* TASK OBJECTIVE: Of the entries below, restate word for word only the section that runs from the line with "Exercise. Mark the floodlight" to the line with "Exercise. Mark the running", counting both ends.

* RECORDS PROVIDED:
════════════════════

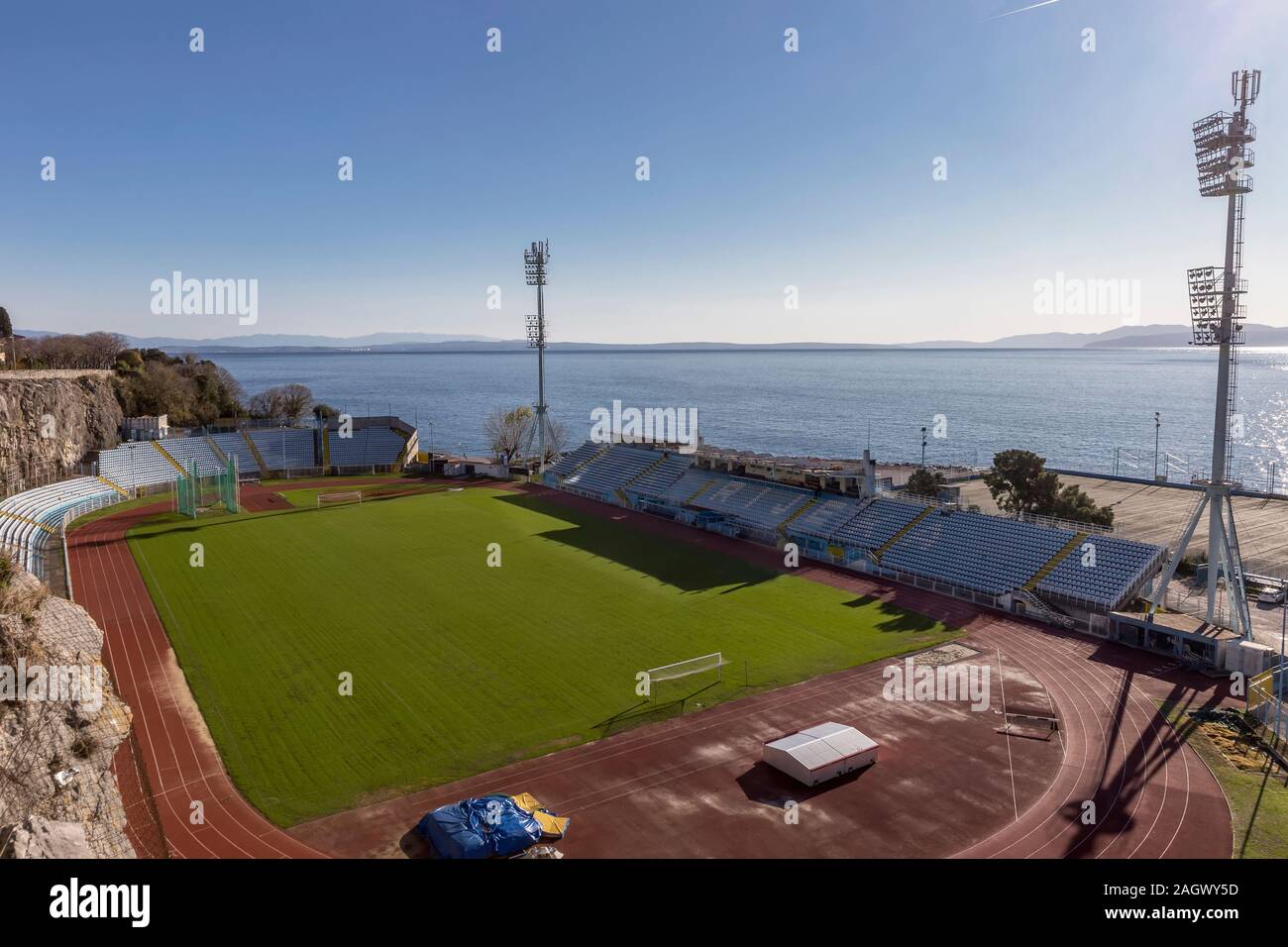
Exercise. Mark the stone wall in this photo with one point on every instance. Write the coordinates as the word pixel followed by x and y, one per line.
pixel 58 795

════════════════════

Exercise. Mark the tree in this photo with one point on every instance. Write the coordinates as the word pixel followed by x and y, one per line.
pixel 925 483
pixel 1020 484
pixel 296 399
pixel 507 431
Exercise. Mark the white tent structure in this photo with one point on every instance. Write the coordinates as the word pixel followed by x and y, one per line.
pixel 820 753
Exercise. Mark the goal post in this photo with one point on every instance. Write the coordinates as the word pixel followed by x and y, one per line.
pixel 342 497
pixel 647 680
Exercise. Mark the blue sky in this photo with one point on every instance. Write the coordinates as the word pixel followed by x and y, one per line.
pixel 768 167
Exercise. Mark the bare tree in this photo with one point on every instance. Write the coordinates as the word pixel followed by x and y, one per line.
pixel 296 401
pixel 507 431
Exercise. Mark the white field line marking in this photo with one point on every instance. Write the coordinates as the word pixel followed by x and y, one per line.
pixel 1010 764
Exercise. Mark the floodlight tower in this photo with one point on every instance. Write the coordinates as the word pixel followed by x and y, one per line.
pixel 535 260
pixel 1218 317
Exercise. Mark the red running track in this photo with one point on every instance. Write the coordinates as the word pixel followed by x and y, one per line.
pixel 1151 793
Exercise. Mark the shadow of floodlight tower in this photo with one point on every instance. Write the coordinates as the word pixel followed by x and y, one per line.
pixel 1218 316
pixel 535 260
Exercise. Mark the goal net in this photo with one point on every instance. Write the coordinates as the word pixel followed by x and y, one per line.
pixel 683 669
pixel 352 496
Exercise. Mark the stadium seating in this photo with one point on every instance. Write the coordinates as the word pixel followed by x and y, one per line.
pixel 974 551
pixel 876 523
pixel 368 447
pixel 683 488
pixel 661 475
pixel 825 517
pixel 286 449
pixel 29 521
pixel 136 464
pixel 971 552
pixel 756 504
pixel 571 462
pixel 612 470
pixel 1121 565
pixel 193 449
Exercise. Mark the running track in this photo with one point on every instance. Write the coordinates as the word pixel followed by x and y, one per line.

════════════════════

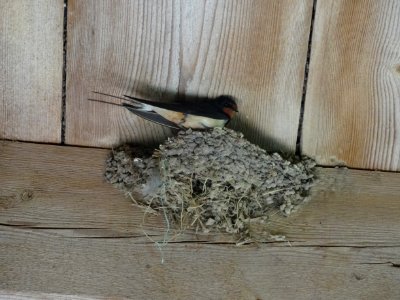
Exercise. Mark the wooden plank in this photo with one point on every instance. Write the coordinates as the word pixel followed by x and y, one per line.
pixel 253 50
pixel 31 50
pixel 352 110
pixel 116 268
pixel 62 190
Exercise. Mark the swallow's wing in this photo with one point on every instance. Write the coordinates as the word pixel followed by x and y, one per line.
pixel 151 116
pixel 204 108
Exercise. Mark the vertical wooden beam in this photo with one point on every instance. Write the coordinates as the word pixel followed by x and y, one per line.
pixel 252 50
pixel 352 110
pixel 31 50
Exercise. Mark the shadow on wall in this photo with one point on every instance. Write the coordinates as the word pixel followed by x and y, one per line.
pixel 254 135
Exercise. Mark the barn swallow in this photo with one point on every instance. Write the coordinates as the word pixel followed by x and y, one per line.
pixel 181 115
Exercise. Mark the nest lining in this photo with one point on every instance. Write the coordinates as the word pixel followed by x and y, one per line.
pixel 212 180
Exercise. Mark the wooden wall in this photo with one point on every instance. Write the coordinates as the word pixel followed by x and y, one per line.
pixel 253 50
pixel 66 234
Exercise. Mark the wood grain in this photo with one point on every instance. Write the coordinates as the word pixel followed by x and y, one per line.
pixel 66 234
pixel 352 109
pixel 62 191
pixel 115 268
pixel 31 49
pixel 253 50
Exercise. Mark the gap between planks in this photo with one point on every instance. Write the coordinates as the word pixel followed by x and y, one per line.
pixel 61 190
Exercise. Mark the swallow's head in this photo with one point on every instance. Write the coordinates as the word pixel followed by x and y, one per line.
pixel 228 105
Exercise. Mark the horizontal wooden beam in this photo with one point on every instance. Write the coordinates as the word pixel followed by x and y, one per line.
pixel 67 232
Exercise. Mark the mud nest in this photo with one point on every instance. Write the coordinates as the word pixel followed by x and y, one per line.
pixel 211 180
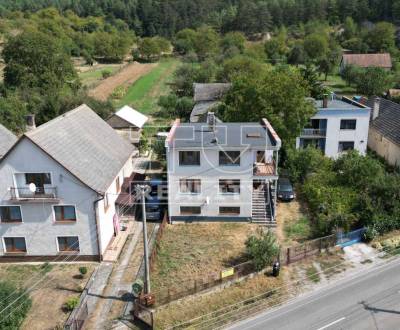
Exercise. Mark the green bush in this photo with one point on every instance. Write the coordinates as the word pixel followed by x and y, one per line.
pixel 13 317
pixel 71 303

════════════════════

* PROBLEM SOLUTION:
Exercise. Mark the floodlight tower in this photo with one point on every instance. Write the coordinates as the word pixel followed by x and y, one per line.
pixel 535 260
pixel 1218 317
Exercise. Mark the red running track in this photo with one point on every instance. Write the coordinates as the word pixel followed by x and y, one per line.
pixel 1151 793
Exercise. Mark the shadow of floodlight tower in this photo with one point on every instance. Write the coordinates as the word pixel followed by x and y, one per line.
pixel 1218 316
pixel 535 260
Exercise. Mark the goal net in this photo with one point on every instance. Write the coordinates as the word pixel followed by x and y, one per line.
pixel 683 669
pixel 352 496
Exercise. Mark the stadium seating in this photo with one point on every instance. Write the coordinates as the word pixel followed by x and y, one per line.
pixel 974 551
pixel 876 523
pixel 368 447
pixel 683 488
pixel 661 475
pixel 825 517
pixel 286 449
pixel 29 521
pixel 136 464
pixel 971 552
pixel 756 504
pixel 571 462
pixel 612 470
pixel 1121 565
pixel 193 449
Exercise. Mark the running track in this photo with one point on every instance. Write the coordinates as the word pixel followed by x and y, one per line.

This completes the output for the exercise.